Given entries Block Start
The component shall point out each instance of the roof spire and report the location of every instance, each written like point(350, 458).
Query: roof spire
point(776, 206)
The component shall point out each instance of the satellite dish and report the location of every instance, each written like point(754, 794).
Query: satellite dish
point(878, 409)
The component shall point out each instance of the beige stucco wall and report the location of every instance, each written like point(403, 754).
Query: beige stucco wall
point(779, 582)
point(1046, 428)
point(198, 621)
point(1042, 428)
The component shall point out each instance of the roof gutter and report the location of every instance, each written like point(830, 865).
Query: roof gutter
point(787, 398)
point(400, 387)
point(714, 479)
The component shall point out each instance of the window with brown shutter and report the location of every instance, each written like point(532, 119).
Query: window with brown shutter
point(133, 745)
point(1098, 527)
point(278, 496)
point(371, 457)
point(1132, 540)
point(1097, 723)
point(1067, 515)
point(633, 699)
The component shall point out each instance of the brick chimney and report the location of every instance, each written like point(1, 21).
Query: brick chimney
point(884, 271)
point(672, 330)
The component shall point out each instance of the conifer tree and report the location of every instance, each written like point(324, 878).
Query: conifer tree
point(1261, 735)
Given entries Block End
Given entries Block Start
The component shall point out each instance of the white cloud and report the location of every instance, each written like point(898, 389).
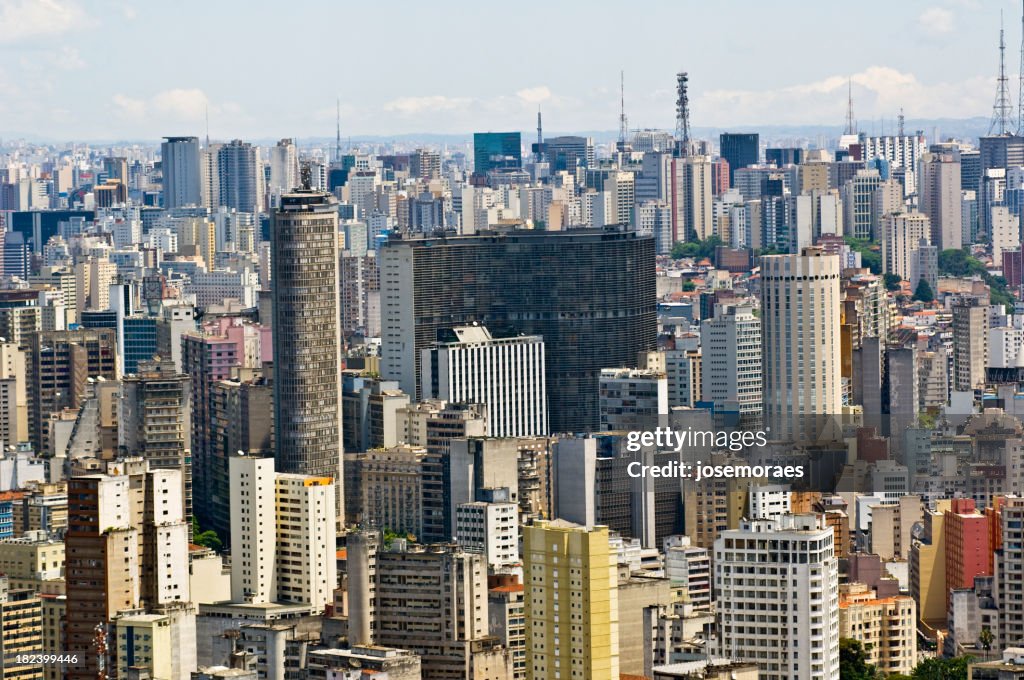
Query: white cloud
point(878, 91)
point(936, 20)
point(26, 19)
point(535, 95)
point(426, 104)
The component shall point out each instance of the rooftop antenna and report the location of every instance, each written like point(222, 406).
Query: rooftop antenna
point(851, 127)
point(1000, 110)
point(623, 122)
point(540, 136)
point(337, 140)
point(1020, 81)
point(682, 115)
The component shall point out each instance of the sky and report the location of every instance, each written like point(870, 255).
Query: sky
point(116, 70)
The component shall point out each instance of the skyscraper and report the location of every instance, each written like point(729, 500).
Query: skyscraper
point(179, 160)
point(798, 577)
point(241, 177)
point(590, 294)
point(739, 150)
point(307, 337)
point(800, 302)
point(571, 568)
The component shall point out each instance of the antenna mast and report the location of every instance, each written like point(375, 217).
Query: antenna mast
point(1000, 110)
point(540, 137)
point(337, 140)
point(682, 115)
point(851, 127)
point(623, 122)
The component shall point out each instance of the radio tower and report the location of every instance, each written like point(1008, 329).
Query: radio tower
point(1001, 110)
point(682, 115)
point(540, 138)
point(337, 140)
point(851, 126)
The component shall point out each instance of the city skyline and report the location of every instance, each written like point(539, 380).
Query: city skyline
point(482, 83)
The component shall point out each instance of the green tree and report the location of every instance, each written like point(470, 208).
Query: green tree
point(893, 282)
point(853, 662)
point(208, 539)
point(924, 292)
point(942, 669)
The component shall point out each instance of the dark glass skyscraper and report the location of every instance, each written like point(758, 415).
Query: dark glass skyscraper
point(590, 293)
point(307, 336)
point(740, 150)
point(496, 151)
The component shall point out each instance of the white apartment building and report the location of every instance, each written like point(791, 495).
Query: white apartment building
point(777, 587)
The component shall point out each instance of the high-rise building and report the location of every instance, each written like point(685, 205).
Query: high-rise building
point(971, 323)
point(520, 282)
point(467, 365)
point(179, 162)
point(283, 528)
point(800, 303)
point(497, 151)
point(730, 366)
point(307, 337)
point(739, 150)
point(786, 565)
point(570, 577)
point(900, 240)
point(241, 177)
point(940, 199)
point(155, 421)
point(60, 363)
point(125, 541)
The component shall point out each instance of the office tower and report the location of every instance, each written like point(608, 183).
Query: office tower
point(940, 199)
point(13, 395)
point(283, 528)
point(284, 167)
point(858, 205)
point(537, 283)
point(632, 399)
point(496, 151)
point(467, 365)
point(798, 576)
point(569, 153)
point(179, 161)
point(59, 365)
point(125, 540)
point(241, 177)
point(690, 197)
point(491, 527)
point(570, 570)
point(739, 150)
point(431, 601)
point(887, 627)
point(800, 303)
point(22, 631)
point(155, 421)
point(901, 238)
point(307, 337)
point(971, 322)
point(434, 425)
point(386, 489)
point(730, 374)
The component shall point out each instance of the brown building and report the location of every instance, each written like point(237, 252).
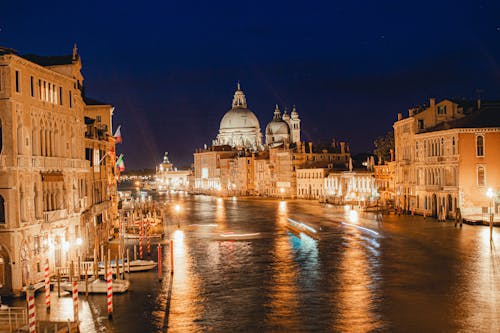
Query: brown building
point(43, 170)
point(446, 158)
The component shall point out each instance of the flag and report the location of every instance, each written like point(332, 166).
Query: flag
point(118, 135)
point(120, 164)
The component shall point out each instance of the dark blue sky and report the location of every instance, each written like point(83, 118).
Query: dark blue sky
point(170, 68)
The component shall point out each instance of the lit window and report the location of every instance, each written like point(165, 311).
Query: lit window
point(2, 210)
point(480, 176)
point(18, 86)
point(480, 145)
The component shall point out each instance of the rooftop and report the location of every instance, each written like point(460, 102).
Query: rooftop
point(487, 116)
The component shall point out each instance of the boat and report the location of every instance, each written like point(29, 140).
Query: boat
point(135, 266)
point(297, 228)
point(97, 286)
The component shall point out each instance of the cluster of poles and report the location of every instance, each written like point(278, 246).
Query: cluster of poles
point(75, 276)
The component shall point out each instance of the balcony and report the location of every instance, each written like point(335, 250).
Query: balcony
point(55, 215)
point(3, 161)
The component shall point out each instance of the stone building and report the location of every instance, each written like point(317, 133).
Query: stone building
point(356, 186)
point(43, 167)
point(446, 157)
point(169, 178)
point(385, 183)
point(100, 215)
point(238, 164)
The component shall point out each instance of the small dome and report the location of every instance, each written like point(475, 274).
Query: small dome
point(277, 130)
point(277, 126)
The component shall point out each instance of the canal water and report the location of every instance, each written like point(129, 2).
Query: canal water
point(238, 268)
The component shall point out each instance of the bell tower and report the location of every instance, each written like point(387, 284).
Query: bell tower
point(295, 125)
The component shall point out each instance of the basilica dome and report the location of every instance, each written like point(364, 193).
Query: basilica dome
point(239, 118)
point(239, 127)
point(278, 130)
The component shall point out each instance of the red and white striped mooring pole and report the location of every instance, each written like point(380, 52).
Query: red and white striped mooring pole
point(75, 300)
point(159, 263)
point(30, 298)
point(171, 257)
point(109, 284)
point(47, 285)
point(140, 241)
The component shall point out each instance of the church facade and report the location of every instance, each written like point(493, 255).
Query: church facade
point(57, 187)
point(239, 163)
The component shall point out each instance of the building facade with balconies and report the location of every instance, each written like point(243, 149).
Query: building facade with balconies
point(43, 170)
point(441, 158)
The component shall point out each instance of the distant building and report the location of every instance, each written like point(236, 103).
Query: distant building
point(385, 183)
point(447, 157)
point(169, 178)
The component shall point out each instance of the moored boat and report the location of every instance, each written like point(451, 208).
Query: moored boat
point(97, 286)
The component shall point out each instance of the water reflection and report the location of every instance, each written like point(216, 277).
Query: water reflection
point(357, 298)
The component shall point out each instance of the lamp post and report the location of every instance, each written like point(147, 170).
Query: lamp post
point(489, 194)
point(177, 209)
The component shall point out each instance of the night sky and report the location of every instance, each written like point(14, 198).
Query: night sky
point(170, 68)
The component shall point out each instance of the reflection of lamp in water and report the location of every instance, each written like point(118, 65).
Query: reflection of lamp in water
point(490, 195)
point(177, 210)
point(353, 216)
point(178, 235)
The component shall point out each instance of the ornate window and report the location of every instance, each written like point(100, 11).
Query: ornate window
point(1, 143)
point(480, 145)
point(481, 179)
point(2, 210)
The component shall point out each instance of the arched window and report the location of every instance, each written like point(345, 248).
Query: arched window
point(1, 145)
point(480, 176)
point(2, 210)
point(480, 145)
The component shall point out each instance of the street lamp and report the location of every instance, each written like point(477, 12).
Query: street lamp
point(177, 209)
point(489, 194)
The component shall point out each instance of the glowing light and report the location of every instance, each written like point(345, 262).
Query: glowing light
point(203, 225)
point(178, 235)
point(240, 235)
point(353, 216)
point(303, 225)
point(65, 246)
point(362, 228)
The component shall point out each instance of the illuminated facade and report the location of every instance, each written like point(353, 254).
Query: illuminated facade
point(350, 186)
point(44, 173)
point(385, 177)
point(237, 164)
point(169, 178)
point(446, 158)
Given entries Block End
■ Requirement: Look above for the line holding "Query: canal water" and the line holding "The component shall point out each instance of the basilica". Retype both, and every line between them, word for word and nothing else.

■ Result of the exercise:
Query: canal water
point(238, 268)
The component shall point out each instance of the bell tower and report the location of every instance, each written like point(387, 284).
Query: bell tower
point(295, 125)
The component shall point out each instance of the basilica dome and report the location of every instance, each written like point(364, 193).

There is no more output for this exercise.